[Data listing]
=====

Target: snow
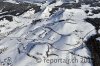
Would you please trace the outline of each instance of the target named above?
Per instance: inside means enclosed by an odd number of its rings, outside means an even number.
[[[11,22],[1,20],[0,25],[5,27],[0,28],[0,49],[7,50],[0,54],[0,64],[10,57],[12,66],[92,66],[92,63],[50,64],[43,61],[54,58],[72,59],[74,56],[80,61],[80,56],[91,57],[88,49],[84,47],[84,41],[95,34],[95,27],[84,21],[88,17],[84,10],[89,6],[61,9],[50,16],[52,8],[62,3],[57,1],[52,5],[43,4],[43,11],[35,13],[34,9],[30,9],[20,16],[12,16]],[[33,20],[38,19],[41,21],[32,24]],[[37,63],[37,58],[42,61]]]

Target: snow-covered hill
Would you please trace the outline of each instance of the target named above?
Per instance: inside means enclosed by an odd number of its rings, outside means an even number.
[[[99,66],[100,5],[14,2],[0,2],[1,66]]]

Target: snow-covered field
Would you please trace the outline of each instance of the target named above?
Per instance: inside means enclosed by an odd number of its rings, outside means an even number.
[[[96,30],[84,19],[100,18],[100,14],[88,16],[93,7],[82,5],[59,8],[51,15],[60,4],[45,3],[37,13],[30,9],[20,16],[10,15],[13,21],[0,20],[0,66],[93,66],[85,41]]]

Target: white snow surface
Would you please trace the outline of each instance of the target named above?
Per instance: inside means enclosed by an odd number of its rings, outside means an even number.
[[[50,16],[53,7],[45,7],[43,12],[34,13],[31,9],[21,16],[13,16],[12,22],[0,21],[0,25],[5,25],[0,28],[0,52],[4,49],[0,54],[0,65],[92,66],[92,63],[81,62],[82,56],[91,57],[84,40],[95,34],[94,26],[83,20],[87,17],[84,8],[62,9]],[[57,15],[60,11],[63,12]],[[41,21],[31,24],[34,19]],[[78,62],[72,63],[73,58]],[[52,61],[55,59],[70,59],[70,62]]]

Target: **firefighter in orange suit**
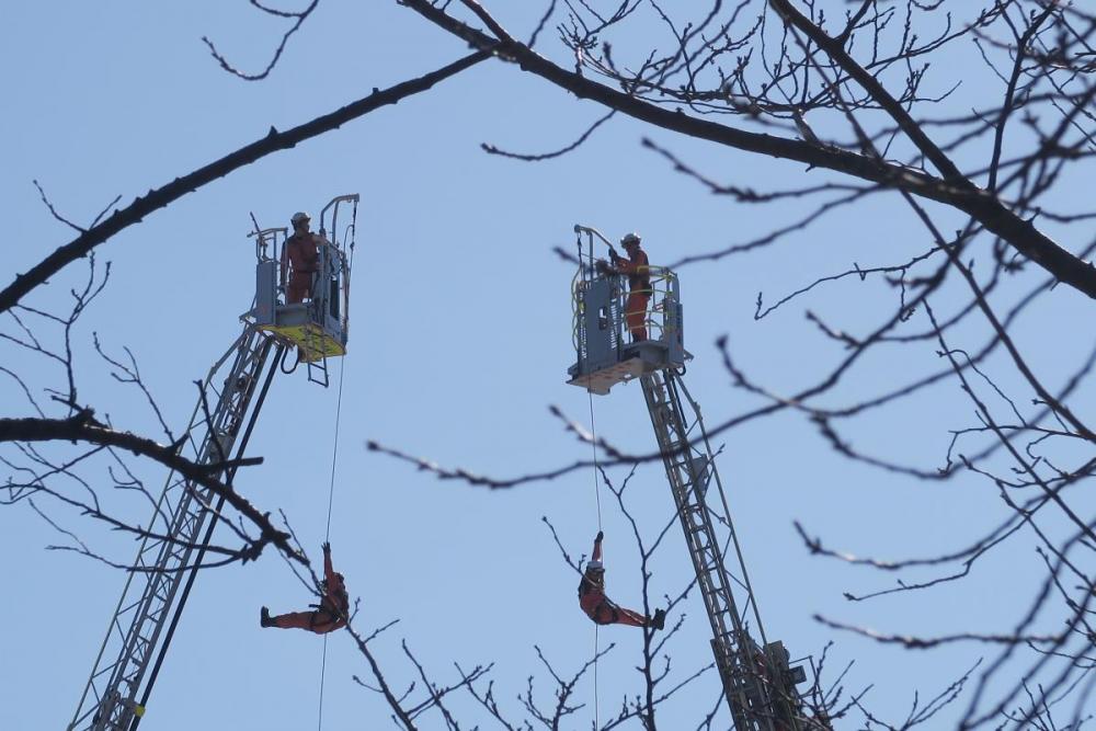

=====

▶ **What is being asked**: Reproduce every row above with its request, and shift each polygon coordinate in the answers by adding 122 to it. Leave the pictures out.

▶ **Output below**:
Target: snow
Would you please trace the outline of each instance of the target named above?
Per instance: inside means enclosed by an odd number of its rings, outside means an even number.
[[[133,144],[123,142],[122,147],[127,149],[122,150],[122,171],[129,172],[122,176],[122,186],[132,179],[134,188],[214,188],[214,185],[172,186],[165,183],[176,180],[194,181],[196,178],[202,183],[202,178],[213,179],[210,171],[206,169],[206,163],[217,156],[217,149],[206,143],[210,139],[206,132],[211,128],[183,131],[172,138],[174,130],[184,125],[179,123],[174,127],[165,126],[165,133],[157,135],[156,131],[152,131],[142,138],[134,138]],[[155,142],[160,141],[163,143],[154,146]],[[159,185],[159,180],[164,183]]]

Target: snow-covered hill
Would you please trace the outline of each instance of the target named above?
Per instance: inside means enclosed by an odd number of its rings, outside means an even number.
[[[221,188],[222,127],[136,124],[122,124],[123,188]]]

Target: snow-covered field
Would you please trace the outline of each instance of the target named above?
Per instance: inside means enclosed by an odd number of its rings, outside means an even number.
[[[218,152],[206,141],[222,140],[222,136],[210,138],[215,129],[204,127],[181,130],[173,137],[182,126],[167,125],[159,135],[152,131],[142,138],[132,137],[135,143],[122,142],[122,188],[215,188],[207,163]]]

Target: white snow surface
Would you please trace the outline of each instance of the target named above?
Per instance: inside means enclosed by an odd number of its rings, outside means an even number.
[[[172,138],[175,129],[167,129],[165,134],[156,135],[153,131],[143,138],[135,138],[134,144],[122,143],[122,147],[127,147],[122,150],[122,174],[126,171],[122,176],[122,187],[214,188],[214,185],[203,184],[204,178],[213,179],[206,162],[217,156],[216,148],[205,142],[209,139],[206,130],[184,131]],[[179,137],[182,133],[185,134]],[[163,143],[153,146],[156,141]],[[200,184],[194,185],[195,180]],[[174,183],[177,181],[192,181],[192,184]]]

Target: **firefighter in orange suit**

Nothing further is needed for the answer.